Written task -
Locate every line in the items below that contains the word "flower", and copy each such line in full. Matching is case-sensitive.

Stored data -
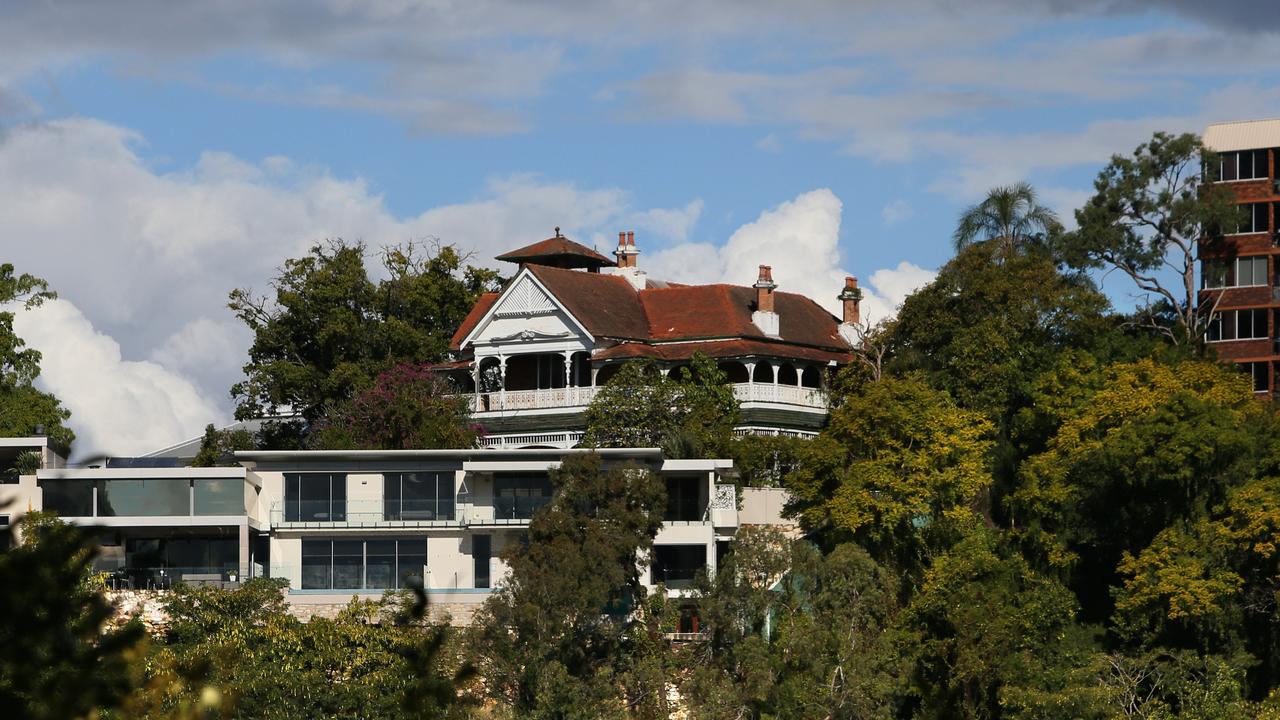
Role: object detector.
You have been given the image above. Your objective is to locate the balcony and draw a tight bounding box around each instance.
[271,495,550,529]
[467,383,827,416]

--

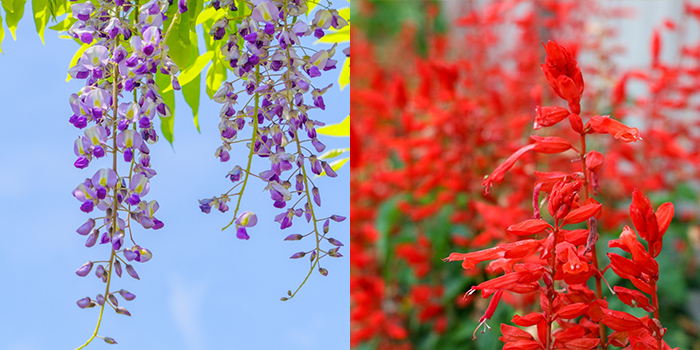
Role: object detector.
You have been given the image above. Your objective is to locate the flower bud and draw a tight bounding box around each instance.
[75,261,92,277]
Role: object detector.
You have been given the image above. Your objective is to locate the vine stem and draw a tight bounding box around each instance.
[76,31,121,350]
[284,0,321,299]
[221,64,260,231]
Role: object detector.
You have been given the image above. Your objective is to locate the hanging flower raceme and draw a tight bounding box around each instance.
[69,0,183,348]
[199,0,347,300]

==

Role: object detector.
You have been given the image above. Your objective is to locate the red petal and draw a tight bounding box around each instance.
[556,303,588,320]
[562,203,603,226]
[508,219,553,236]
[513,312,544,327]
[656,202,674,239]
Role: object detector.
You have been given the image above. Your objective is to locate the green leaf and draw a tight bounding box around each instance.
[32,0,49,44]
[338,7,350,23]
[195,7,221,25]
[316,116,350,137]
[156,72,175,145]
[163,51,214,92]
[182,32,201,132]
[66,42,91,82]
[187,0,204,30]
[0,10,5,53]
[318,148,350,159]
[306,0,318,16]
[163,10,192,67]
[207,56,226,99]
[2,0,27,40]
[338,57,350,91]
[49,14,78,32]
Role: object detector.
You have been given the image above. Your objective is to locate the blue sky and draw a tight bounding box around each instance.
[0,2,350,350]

Reply to the exercise -
You have been given the image above. Your objective is to locate the flower bud and draw a tight bounding box around each instance.
You have been given the image above. Your objective is to locate the hanging flower raceme and draw a tight bounding box around each instance.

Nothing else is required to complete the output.